======== Extrait du texte
On s'est demandé si l'initiative respecte le principe de l'unité de la matière. Aux termes de l'article 121, 3e alinéa, de la constitution, lorsque l'initiative populaire présente plusieurs dispositions différentes (« mehrere verschiedene Materien ») pour être revisées ou pour être introduites dans la constitution fédérale, chacune d'elles doit former l'objet d'une demande distincte. Il est indifférent que l'intitiative propose la revision d'un ou de plusieurs articles constitutionnels. Ce qui importe, c'est l'homogénéité de son objet. Elle ne doit pas réunir ce qui est distinct quant au fond. Elle ne doit pas non plus former un seul tout de plusieurs matières qui ne peuvent être unies que par un lien extérieur. Une connexité de fond doit exister entre les dispositions proposées. Il est difficile, à la vérité, de savoir quand une telle connexité existe. A l'avis du professeur Giacometti (Revue suisse de jurisprudenee, vol. 32, p. 93 s.), il en serait ainsi lorsque les règles proposées ont entre elles un rapport logique, lorsque l'une a logiquement l'autre pour corollaire, ou que l'une est un moyen nécessaire pour l'autre.
================
======== Données fournies
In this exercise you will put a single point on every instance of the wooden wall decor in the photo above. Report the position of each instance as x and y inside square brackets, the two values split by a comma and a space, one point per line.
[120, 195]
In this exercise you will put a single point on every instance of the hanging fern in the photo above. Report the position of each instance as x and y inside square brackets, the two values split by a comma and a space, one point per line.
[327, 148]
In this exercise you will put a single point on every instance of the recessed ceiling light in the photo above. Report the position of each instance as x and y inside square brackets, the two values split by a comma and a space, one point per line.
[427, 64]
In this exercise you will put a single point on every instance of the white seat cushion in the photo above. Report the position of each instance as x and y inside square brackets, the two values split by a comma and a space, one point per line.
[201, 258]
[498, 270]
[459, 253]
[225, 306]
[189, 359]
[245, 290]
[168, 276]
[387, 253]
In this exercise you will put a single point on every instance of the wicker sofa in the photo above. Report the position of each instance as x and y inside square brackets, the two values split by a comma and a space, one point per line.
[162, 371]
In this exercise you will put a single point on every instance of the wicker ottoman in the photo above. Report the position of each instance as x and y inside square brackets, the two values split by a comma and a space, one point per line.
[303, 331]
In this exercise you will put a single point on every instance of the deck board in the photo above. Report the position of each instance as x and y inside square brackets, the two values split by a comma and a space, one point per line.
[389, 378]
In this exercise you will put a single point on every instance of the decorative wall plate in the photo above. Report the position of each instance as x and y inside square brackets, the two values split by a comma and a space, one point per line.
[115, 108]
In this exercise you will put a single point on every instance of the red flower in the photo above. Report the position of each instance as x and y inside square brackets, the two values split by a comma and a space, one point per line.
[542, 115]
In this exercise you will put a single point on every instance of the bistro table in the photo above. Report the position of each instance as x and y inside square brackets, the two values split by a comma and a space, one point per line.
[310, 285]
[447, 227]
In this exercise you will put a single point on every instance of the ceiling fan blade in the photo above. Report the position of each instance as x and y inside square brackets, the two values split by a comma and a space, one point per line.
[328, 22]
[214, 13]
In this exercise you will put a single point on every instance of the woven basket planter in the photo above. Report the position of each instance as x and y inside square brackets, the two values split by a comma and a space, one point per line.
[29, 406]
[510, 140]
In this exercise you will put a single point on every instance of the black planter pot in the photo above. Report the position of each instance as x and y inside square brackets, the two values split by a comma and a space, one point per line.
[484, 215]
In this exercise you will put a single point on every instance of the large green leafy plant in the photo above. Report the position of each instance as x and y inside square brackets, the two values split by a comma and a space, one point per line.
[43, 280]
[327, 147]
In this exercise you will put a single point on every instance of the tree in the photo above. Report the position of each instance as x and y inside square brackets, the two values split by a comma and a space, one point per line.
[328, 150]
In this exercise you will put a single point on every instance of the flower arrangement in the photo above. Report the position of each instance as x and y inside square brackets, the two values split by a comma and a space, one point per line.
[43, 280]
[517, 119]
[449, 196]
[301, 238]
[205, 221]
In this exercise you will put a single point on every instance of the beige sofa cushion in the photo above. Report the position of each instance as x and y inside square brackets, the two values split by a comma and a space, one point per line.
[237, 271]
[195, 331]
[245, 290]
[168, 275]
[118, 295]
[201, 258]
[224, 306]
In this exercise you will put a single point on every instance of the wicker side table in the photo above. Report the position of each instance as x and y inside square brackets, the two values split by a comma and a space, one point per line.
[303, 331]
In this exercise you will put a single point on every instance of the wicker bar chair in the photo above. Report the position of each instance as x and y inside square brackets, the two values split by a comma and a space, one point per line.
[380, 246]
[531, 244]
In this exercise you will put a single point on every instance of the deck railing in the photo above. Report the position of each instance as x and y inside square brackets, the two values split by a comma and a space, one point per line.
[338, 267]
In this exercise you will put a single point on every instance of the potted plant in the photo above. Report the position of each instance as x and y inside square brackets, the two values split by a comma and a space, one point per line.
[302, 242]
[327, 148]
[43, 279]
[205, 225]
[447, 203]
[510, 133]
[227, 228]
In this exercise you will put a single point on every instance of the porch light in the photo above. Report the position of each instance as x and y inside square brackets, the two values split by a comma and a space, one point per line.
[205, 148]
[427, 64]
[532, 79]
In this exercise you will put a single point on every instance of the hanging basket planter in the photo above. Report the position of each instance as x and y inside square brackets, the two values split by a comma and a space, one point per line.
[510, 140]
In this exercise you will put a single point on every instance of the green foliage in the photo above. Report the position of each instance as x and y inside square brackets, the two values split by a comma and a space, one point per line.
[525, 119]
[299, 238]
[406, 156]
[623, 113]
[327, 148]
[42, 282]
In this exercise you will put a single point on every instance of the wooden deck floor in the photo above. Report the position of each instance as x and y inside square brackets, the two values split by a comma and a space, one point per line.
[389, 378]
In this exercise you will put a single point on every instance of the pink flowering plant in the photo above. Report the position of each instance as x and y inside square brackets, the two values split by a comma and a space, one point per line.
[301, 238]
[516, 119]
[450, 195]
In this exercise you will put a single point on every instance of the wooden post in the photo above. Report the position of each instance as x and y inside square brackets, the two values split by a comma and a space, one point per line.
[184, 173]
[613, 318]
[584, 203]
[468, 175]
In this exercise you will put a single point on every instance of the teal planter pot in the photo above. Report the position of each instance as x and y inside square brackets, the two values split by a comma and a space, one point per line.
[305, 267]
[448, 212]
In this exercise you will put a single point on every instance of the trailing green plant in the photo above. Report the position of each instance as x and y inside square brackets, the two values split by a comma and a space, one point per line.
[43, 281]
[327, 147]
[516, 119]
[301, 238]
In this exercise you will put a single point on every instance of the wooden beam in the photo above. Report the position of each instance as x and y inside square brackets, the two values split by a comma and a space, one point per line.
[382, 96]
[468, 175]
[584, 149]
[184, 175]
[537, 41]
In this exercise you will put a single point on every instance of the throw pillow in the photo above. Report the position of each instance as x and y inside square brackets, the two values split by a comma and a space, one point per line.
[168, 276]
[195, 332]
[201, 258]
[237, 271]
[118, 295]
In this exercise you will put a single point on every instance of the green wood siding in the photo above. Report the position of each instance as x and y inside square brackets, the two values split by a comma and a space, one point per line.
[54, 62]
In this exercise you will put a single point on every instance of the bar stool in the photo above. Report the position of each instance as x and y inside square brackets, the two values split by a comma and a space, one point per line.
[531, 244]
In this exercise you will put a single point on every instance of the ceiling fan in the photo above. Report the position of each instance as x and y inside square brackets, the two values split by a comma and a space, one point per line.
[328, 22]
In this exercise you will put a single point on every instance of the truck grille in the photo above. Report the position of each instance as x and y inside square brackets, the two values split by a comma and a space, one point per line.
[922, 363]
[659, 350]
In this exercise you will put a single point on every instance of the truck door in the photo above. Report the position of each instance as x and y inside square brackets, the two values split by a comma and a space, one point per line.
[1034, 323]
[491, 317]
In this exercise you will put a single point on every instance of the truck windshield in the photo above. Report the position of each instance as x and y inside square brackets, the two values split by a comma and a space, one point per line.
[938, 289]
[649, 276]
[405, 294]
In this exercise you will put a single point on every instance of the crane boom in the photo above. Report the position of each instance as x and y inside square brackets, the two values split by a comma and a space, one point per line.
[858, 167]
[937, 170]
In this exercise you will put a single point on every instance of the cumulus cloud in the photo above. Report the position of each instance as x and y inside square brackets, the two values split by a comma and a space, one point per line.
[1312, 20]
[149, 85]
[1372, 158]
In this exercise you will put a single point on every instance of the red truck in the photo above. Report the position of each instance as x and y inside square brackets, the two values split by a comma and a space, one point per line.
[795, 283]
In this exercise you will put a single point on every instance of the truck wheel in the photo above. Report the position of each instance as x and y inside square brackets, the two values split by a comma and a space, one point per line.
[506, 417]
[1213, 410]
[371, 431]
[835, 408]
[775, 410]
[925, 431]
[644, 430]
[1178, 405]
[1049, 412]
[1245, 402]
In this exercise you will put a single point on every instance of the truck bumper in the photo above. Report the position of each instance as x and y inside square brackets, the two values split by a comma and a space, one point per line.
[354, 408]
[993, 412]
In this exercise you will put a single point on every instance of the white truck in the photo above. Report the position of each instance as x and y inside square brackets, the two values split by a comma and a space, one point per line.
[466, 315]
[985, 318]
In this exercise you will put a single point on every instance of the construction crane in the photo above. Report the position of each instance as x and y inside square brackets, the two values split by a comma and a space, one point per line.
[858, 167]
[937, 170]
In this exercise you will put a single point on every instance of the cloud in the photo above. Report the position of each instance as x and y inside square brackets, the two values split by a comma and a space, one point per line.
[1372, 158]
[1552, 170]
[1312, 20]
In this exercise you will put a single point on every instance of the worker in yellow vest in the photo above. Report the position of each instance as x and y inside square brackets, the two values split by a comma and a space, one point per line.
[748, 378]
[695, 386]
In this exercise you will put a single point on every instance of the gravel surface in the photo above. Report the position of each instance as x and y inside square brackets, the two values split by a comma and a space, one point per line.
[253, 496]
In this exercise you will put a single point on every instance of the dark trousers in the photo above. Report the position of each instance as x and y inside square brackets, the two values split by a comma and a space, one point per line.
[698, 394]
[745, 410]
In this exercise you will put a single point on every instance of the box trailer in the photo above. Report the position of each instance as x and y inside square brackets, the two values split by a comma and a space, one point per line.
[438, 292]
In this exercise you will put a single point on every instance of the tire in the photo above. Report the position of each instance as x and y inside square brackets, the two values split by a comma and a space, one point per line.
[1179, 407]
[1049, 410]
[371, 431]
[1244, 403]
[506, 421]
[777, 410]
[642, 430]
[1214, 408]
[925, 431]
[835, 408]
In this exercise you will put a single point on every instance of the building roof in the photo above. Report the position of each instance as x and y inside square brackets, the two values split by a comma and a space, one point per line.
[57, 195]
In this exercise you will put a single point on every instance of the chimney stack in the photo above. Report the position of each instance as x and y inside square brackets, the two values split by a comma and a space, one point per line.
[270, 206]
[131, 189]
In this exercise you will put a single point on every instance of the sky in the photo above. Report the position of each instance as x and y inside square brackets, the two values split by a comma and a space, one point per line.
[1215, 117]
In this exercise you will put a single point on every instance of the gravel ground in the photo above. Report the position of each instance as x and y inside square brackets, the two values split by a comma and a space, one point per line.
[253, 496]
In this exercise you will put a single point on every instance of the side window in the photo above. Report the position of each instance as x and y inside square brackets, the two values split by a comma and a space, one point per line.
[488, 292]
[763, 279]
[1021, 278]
================
▶ **Exercices à faire**
- a) Indiquez, s'il vous plaît, si chacune des affirmations suivantes concorde avec l'extrait sur l'unité de la matière, en répondant par oui ou par non et en citant les mots décisifs du texte : (i) c'est l'homogénéité de l'objet de l'initiative qui compte ; (ii) un lien extérieur suffit pour réunir plusieurs matières en un seul tout ; (iii) il est aisé de savoir quand une connexité de fond existe.
- b) D'après l'extrait sur l'unité de la matière, quelle disposition de la constitution exige qu'une initiative présentant plusieurs dispositions différentes fasse l'objet de demandes distinctes ?
Les enregistrements n'ont aucun rapport avec l'extrait sur l'unité de la matière.

▶ **Les réponses**
- a)
(i) Oui : « Ce qui importe, c'est l'homogénéité de son objet. »
(ii) Non : « Elle ne doit pas non plus former un seul tout de plusieurs matières qui ne peuvent être unies que par un lien extérieur. »
(iii) Non : « Il est difficile, à la vérité, de savoir quand une telle connexité existe. »

- b) L'article 121, 3e alinéa, de la constitution.